> TASK REQUIREMENTS
For the word "below", count the lines of the data that include it and give only the total.

- - - - -

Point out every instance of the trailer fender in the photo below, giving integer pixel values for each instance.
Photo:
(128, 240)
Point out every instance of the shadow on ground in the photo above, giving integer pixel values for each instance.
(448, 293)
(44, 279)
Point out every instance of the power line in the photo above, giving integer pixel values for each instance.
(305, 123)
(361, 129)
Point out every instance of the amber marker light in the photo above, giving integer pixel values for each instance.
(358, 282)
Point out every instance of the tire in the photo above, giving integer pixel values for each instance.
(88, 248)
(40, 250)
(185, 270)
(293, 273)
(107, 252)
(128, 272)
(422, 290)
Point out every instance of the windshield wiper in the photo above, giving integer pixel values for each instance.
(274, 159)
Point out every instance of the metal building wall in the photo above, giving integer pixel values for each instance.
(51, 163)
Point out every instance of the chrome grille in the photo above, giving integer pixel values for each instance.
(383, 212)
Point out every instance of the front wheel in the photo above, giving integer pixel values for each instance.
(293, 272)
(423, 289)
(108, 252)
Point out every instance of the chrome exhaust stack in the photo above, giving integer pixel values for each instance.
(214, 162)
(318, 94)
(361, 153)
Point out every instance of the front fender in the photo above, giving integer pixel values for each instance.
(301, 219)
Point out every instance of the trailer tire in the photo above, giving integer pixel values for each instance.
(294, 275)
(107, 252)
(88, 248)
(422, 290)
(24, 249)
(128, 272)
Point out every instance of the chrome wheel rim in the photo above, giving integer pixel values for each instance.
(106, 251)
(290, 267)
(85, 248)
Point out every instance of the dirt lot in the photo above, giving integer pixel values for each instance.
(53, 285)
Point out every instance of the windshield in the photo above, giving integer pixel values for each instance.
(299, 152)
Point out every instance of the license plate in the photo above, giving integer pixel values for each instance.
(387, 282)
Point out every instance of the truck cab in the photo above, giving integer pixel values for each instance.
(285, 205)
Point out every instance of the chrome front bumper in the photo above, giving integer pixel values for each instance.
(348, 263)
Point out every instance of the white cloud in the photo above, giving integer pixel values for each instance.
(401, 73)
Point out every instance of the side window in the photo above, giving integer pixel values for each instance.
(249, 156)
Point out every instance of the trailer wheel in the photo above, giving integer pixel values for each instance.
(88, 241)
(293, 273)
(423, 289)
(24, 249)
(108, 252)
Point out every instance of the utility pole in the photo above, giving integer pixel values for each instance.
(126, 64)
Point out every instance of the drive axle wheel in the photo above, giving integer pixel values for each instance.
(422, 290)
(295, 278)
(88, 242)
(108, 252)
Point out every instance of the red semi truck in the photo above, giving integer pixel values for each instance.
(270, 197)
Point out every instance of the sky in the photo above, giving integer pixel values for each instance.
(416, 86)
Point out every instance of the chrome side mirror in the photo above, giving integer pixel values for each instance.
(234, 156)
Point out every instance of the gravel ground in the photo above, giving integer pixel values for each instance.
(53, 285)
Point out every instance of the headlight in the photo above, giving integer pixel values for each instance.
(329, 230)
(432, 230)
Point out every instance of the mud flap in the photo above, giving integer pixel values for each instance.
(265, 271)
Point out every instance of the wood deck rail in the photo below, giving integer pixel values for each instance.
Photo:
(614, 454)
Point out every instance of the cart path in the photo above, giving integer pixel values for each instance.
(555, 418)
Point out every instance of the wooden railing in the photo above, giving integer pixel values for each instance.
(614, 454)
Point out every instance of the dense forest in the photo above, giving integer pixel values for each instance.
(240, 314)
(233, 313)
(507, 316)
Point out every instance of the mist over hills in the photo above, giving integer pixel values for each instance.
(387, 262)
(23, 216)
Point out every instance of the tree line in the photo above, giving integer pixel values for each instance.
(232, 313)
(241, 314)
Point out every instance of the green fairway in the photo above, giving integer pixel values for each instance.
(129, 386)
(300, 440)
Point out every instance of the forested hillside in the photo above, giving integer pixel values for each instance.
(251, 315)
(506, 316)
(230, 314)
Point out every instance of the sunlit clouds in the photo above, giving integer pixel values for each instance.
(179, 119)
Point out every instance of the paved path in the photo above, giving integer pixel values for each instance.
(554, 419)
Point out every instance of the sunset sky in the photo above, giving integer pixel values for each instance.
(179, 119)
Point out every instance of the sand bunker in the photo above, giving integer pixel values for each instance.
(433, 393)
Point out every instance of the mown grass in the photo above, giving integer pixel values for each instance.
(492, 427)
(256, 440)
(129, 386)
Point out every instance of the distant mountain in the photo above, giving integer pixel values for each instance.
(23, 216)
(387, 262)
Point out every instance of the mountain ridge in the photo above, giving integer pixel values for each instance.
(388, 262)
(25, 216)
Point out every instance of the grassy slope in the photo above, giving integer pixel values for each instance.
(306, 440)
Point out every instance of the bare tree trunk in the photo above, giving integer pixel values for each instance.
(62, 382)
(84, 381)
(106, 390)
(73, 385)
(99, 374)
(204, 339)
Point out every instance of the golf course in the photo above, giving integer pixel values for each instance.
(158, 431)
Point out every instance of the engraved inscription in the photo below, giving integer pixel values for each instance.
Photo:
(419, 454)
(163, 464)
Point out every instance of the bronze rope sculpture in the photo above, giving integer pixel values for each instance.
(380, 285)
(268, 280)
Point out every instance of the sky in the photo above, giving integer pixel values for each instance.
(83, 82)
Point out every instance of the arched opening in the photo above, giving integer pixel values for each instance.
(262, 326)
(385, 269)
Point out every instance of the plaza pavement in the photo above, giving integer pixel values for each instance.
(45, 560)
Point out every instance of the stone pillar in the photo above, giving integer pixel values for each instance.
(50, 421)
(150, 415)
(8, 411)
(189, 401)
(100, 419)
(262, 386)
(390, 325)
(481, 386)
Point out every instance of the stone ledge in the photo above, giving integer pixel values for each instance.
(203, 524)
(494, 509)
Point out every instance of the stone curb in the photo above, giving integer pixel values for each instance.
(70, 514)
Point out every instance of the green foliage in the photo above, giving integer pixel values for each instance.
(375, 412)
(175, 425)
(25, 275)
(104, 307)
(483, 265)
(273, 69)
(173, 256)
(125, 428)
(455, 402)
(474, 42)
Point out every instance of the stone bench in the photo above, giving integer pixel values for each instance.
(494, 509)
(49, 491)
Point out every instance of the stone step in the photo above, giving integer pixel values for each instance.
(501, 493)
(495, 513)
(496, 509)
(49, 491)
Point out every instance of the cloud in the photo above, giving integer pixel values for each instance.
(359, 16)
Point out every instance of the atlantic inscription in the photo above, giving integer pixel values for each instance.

- - - - -

> RESPONSE TO THE EXERCISE
3